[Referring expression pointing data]
--

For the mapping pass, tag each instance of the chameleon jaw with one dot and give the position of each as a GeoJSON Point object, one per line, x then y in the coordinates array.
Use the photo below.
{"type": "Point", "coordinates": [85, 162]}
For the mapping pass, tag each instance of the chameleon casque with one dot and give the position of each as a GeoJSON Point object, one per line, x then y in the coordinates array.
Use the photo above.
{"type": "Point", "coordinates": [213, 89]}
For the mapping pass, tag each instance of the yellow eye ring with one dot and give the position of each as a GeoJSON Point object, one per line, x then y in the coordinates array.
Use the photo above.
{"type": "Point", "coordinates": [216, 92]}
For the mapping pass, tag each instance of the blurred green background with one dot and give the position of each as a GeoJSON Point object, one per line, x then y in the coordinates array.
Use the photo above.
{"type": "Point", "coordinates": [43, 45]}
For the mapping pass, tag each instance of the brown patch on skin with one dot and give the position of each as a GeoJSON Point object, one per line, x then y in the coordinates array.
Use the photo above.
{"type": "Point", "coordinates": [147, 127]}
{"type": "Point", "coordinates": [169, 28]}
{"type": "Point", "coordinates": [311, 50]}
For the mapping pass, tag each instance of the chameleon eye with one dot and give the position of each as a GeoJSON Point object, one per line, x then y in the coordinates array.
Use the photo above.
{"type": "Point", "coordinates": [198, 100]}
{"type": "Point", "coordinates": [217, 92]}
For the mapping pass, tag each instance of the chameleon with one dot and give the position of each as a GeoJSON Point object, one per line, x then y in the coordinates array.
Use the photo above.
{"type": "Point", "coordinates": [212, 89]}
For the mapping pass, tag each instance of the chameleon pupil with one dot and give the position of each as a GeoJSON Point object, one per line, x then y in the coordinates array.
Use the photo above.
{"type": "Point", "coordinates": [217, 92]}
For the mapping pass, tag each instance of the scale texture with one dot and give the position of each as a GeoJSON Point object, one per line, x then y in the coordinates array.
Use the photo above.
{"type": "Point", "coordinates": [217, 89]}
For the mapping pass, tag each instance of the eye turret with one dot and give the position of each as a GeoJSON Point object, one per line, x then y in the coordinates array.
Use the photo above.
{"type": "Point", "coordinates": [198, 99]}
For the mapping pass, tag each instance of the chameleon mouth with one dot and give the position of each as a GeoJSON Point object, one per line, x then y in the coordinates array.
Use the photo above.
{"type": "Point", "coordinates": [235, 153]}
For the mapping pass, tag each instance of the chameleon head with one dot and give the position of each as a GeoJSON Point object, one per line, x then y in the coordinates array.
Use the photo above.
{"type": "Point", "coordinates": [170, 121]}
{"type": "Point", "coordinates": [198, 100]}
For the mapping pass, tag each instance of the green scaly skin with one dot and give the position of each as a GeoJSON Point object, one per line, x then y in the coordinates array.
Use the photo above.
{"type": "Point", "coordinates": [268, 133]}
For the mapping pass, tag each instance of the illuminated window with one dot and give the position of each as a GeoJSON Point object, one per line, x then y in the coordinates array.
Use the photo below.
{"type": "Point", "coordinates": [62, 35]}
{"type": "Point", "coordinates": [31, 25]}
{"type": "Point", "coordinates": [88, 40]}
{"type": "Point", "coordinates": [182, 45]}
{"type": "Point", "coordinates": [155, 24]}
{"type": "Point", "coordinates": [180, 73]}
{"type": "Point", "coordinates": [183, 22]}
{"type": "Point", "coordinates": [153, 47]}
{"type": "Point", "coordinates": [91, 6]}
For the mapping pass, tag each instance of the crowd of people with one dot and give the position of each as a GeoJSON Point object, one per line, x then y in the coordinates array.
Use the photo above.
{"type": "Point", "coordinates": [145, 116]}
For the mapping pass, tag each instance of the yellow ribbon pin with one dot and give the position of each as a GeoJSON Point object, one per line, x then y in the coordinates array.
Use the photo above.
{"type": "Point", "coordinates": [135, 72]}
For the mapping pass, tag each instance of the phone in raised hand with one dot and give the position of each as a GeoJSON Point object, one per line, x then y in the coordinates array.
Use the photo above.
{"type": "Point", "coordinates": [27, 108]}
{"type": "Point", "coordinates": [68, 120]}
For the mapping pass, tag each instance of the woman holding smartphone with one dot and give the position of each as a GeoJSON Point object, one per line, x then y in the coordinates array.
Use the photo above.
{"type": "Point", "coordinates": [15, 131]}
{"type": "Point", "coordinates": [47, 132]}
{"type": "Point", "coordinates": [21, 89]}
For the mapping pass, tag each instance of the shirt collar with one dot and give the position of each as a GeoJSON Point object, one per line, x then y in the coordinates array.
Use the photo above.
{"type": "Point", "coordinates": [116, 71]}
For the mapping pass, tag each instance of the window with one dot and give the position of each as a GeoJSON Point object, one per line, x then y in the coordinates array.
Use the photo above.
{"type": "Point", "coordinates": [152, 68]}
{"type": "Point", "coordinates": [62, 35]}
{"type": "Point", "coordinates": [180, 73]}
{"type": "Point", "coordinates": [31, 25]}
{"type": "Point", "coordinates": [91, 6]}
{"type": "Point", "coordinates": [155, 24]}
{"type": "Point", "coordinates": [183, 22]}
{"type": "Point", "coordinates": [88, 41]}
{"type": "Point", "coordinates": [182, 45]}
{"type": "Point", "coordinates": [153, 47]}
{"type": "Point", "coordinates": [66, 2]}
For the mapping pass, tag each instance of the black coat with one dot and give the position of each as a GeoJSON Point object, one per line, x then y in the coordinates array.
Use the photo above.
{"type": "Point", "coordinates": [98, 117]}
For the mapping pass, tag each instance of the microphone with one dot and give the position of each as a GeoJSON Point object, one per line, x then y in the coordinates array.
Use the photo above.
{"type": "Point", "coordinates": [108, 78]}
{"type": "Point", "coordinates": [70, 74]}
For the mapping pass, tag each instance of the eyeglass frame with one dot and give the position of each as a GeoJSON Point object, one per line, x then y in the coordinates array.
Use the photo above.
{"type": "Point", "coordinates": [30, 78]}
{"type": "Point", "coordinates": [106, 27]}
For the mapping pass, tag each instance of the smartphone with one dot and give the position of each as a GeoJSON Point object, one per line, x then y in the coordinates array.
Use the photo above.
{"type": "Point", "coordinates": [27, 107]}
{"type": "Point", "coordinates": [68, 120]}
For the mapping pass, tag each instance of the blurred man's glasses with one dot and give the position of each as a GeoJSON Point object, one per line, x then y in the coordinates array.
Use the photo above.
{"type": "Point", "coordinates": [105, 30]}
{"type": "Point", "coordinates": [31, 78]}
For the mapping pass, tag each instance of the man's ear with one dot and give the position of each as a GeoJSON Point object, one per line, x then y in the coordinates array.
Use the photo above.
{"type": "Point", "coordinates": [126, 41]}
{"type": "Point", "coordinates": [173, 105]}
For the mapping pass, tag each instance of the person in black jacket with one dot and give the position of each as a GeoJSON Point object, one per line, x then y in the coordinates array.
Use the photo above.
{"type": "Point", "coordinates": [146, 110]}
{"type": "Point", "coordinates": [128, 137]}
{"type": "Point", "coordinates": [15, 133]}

--

• **PROBLEM DETAILS**: Within the lines above, find those holding the word "yellow" and copy them.

• **RESPONSE AREA**:
For the mapping pass, tag each instance of the yellow eye ring with one dot and give the position of each as a GeoJSON Point object, one per line, x then y in the coordinates array.
For the mapping pass, tag each instance of the yellow ribbon pin with one dot and give the position of each as a GeoJSON Point object, one per line, x then y in the coordinates array.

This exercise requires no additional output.